» Фрагмент текста:
>>>

Письмо в Мемориал

      Так получилось, что при моем невольном участии моя мама и ее сестра стали членами “Мемориала”. Случилось это таким образом. Еще с советских времен я читала и, когда могла, выписывала “Литературную газету”. (Кстати, чтобы выписать какую-то интересную газету или журнал, надо было выписать и какую-нибудь партийную газету. Это было довольно накладно, но однажды сотрудница, которая занималась подпиской у нас на работе, сделала открытие: можно выписать нужную тебе газету на год, а “нагрузку” – только на 3 месяца.) Видимо в начале 1988 года в “Литературке” появился материал о проекте памятника жертвам репрессий. И я написала туда письмо с моей идеей памятника: это должен быть парк, где любой человек может посадить дерево в память о своем близком человеке, сгинувшем в этой мясорубке. Ведь часто даже неизвестно, где лежат их останки, нередко безымянные. И я упомянула в письме, что так погиб мой дед. Через некоторое время мне пришло письмо из “Мемориала”, так как они собирали сведения о репрессированных. Я не была репрессированной, а моя мама и ее сестры и братья были, к этому времени у них даже были справки о реабилитации, полученные во времена хрущевской “оттепели”. Я передала письмо маме, и она и ее сестра через некоторое время стали членами “Мемориала”. Там попросили их написать свои воспоминания. И моя мама (Таисия) и ее сестра (Нина) написали вот эти воспоминания. Сейчас уже ни бабушки, ни мамы, ни ее братьев и сестер нет в живых.
В квадратных скобках мои дополнения и пояснения.
Январь 2015 г.
                --------
В оргкомитет «Мемориал». Сообщаем подробности периода репрессий.

Семья наша состояла из восьми человек:
Ивана Романовича 1894 года рождения – отец,
Мария Григорьевна 1895 года рождения – мать,
Дети:
Таисия, Нина 1918 года рождения – близнецы,
Валентина 1920 года рождения,
Виктор 1922 года рождения,
Антонина, Николай 1926 года рождения – близнецы.

      Проживали в пос. Ново-Михайловский, Чапаевского района Куйбышевской области. Жили очень бедно, до нового урожая не хватало хлеба. В 1928 году в поселке был организован колхоз, куда папа вступил один из первых. В 1931 году колхоз влился в коммуну им. ОГПУ, которая находилась рядом с колхозом, впоследствии она была преобразована в совхоз, который по сей день там существует.

<<<

» Задания:
A – Извлеките из письма фрагмент, который начинается словами «В квадратных скобках» и продолжается до слов «подробности периода репрессий.» включительно.
B – Переведите на английский язык предложение из письма: «В 1928 году в поселке был организован колхоз, куда папа вступил один из первых.»
C – В каком году, согласно письму, колхоз влился в коммуну им. ОГПУ?
Строки данных получены из другого источника.

» Набор данных:
>>>

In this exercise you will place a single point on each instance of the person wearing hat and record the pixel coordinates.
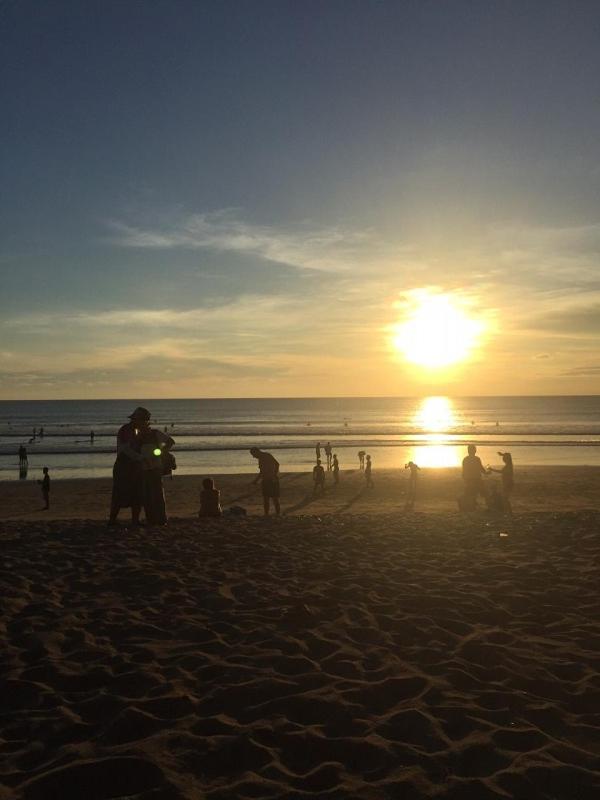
(127, 471)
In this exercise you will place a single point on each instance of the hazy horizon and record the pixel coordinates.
(285, 199)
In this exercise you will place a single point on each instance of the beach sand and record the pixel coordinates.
(345, 650)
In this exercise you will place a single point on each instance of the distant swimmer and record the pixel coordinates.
(412, 484)
(336, 469)
(368, 471)
(45, 484)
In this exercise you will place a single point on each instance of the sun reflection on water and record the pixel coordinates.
(435, 417)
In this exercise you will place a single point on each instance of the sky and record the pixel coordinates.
(244, 198)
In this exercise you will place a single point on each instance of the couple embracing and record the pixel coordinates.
(143, 457)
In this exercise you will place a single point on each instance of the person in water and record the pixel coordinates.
(412, 483)
(472, 473)
(368, 472)
(210, 499)
(507, 476)
(268, 475)
(45, 484)
(318, 478)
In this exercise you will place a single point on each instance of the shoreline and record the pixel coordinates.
(539, 488)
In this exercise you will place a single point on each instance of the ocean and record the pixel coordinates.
(214, 436)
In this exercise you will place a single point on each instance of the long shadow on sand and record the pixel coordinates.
(306, 501)
(347, 506)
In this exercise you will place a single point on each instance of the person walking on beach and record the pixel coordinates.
(508, 482)
(45, 484)
(473, 472)
(153, 445)
(368, 469)
(127, 470)
(210, 500)
(269, 476)
(336, 469)
(318, 478)
(412, 484)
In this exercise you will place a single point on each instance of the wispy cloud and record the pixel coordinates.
(331, 249)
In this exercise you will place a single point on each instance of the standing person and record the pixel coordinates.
(473, 472)
(508, 480)
(412, 483)
(153, 443)
(210, 499)
(269, 476)
(45, 484)
(368, 468)
(336, 469)
(318, 478)
(127, 470)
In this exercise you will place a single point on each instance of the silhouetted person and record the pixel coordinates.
(318, 478)
(127, 471)
(45, 484)
(210, 500)
(508, 482)
(412, 483)
(473, 472)
(154, 444)
(269, 477)
(368, 471)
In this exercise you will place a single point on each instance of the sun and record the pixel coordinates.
(437, 332)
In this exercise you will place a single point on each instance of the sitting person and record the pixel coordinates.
(210, 505)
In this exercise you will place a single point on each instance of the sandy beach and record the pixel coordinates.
(345, 650)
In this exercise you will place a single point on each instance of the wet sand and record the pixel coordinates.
(346, 650)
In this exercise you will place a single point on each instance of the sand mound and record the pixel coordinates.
(332, 657)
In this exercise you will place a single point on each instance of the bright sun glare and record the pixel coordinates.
(437, 333)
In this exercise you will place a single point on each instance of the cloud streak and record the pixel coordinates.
(329, 249)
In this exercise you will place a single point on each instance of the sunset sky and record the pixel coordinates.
(249, 198)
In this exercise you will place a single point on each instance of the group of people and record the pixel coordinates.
(144, 457)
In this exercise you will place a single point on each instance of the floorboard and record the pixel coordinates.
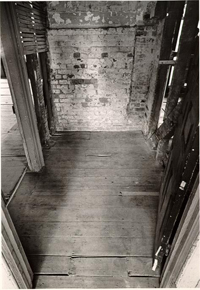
(95, 282)
(88, 219)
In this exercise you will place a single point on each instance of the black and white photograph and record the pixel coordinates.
(99, 144)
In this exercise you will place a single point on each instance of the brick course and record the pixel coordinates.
(100, 77)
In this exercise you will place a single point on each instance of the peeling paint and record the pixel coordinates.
(96, 19)
(54, 3)
(68, 21)
(103, 100)
(89, 16)
(57, 18)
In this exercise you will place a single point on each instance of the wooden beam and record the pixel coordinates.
(172, 22)
(34, 72)
(16, 73)
(185, 236)
(187, 41)
(46, 89)
(167, 62)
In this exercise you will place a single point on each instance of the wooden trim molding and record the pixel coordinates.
(13, 251)
(16, 73)
(185, 237)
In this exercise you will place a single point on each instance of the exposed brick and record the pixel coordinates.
(77, 55)
(96, 68)
(104, 54)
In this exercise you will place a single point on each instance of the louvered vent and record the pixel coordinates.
(32, 21)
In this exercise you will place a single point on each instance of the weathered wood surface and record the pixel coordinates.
(95, 282)
(90, 266)
(13, 161)
(91, 219)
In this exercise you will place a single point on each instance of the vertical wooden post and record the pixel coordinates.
(187, 41)
(34, 72)
(16, 72)
(46, 89)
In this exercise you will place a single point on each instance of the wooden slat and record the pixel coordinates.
(148, 202)
(113, 267)
(49, 213)
(95, 282)
(79, 218)
(88, 246)
(86, 229)
(31, 19)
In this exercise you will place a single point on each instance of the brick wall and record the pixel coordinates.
(102, 55)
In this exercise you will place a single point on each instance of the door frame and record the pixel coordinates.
(185, 237)
(16, 73)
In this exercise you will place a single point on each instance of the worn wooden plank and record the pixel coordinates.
(187, 41)
(140, 201)
(95, 282)
(50, 264)
(59, 213)
(78, 213)
(16, 72)
(119, 267)
(88, 246)
(86, 229)
(90, 266)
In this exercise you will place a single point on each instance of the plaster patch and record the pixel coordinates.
(89, 16)
(57, 18)
(54, 3)
(68, 21)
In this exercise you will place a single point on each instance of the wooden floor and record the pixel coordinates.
(88, 220)
(13, 160)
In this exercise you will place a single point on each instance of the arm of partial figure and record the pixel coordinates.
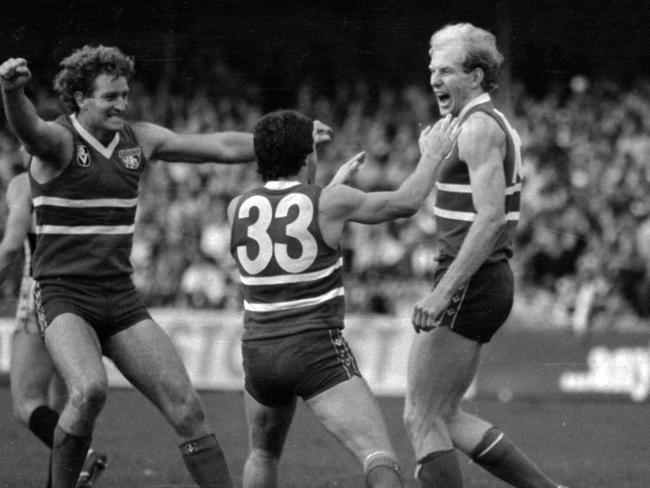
(219, 147)
(40, 138)
(482, 146)
(17, 226)
(374, 207)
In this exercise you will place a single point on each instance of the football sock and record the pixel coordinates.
(382, 471)
(503, 459)
(42, 422)
(206, 463)
(68, 456)
(439, 470)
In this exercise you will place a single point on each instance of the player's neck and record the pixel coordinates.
(105, 136)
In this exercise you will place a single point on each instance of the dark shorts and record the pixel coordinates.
(304, 365)
(109, 306)
(480, 307)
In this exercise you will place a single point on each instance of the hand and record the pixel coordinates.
(439, 140)
(427, 313)
(14, 74)
(348, 169)
(322, 133)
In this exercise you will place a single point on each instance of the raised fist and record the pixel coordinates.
(14, 74)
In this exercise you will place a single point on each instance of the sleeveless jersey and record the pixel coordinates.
(291, 279)
(85, 217)
(454, 209)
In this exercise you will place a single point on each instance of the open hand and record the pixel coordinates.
(438, 140)
(348, 169)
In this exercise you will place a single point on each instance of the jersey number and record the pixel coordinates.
(298, 229)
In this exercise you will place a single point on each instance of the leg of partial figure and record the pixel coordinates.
(351, 413)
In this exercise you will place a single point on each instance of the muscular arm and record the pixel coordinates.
(222, 147)
(49, 141)
(18, 222)
(482, 145)
(343, 203)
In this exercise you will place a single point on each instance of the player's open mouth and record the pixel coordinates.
(443, 99)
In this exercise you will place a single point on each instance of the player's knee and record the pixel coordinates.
(265, 456)
(89, 396)
(382, 469)
(187, 415)
(418, 422)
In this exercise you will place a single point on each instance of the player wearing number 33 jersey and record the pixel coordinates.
(291, 279)
(286, 242)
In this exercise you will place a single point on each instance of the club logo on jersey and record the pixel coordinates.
(83, 156)
(130, 157)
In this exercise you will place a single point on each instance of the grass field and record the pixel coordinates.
(585, 445)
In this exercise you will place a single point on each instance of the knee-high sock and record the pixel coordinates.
(206, 463)
(42, 422)
(439, 470)
(502, 458)
(68, 456)
(382, 471)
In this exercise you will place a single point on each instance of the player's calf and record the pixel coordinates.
(382, 471)
(496, 454)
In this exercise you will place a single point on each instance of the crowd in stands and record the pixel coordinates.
(583, 243)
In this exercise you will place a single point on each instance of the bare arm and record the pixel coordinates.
(47, 140)
(222, 147)
(338, 200)
(18, 221)
(482, 145)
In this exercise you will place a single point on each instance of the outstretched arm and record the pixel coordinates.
(482, 145)
(370, 208)
(220, 147)
(47, 140)
(18, 221)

<<<

» Итоговые ответы:
A –
В квадратных скобках мои дополнения и пояснения.
Январь 2015 г.
                --------
В оргкомитет «Мемориал». Сообщаем подробности периода репрессий.

B – In 1928 a collective farm was organized in the settlement, and Dad was one of the first to join it.

C – В 1931 году.